TASKS AND EXERCISES.
1. Name every kind of church officer that the text on religion in Knootoss says was democratically elected by the people.
2. From the text on religion in Knootoss, return the passage starting with "During the war" and going on through "a ghetto mentality.".

EXCERPTED PASSAGE.
This new understanding has diminished the role of the churches and their leaders. The role of religion has greatly changed and is still changing. Churches form a minority and belonging to a church is a personal choice. From the bishops and pastors, people expect inspirational guidance rather than directives. Too often the Catholic Church for example has been, and still is, insensitive to the aspirations of its members. This has created many conflicts. Women in particular are dissatisfied with the role they are allowed to play in the church. This process has also caused less trust in authority and hierarchy, with a greater stress on individual freedom and a critical attitude towards church and society.
Religion in Knootoss is in a period of transition. For some it is a frightening experience that the old church institutions are dying. Others consider it to be a period of serious challenge: a period in which believers try to find new ways in a society which has radically changed and in which the church has lost its powerful position.
History of religion in Knootoss
Christianity is not the original religion of Knootoss. Up till the 7th and 8th century the several tribes practiced their own Germanic religion. But through the influence of missionaries Christianity was introduced in the tradition of the Holy See. In the course of some centuries Christianity settled and became institutionalized. Of central importance during the Middle Ages was the difficult process of integration of the Christian faith into the existing Dutch culture. The traditional religions kept their influence on the ordinary people, alongside Christianity. But the Church as an institution was not able to tolerate opposition or dissent. Only in the late Middle Ages, Christianity turned out to be superior over the traditional religions. This "triumph" was marked by the large scale Witch-hunts (15th-17th century) in which members of traditional beliefs (especially women) were eliminated.
During the 16th century many reform- and protest-movements (Reformation/Protestants) touched Knootoss. Protestants started their own congregations and worship (in the vernacular instead of Latin). Believers themselves ruled the congregations. Church officers (ministers, elders and deacons) were democratically elected by the people. It was the influence of Calvin that was formative for the protestant church in Knootoss.
During the war of independence against the Catholic Emperor of Lavenrunz political liberty became identified with the Protestant cause. The Catholics, concentrated in the south, found themselves at the losing end. Catholics were excluded from many public offices and were only permitted worship under strict conditions. As a consequence Catholics in Knootoss developed a close-knit community, even a ghetto mentality.

(Rows from a dataset)
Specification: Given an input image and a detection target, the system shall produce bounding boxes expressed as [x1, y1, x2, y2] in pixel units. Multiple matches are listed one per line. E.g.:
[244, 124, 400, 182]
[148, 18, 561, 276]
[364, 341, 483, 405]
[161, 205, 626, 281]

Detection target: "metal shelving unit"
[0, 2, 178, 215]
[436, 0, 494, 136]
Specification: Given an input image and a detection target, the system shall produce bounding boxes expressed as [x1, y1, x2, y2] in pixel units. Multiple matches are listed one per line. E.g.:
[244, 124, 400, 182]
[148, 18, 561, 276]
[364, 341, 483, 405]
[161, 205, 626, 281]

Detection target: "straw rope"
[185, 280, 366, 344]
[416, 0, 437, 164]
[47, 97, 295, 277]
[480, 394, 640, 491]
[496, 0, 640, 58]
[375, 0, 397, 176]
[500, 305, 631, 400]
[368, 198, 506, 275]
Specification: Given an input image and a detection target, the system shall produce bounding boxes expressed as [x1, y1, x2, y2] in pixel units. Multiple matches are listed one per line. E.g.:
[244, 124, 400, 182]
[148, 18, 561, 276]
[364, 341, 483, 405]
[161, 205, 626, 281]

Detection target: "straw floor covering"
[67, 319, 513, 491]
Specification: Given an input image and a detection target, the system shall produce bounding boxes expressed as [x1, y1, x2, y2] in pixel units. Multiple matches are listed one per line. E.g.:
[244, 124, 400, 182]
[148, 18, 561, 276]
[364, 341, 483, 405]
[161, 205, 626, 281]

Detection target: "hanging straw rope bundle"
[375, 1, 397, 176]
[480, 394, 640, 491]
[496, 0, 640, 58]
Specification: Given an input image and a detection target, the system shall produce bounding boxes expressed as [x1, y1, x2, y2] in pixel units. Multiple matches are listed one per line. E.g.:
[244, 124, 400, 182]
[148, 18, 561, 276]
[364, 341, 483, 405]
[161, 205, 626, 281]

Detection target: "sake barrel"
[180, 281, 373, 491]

ANSWERS IN ORDER.
1. ministers, elders, deacons

2.
During the war of independence against the Catholic Emperor of Lavenrunz political liberty became identified with the Protestant cause. The Catholics, concentrated in the south, found themselves at the losing end. Catholics were excluded from many public offices and were only permitted worship under strict conditions. As a consequence Catholics in Knootoss developed a close-knit community, even a ghetto mentality.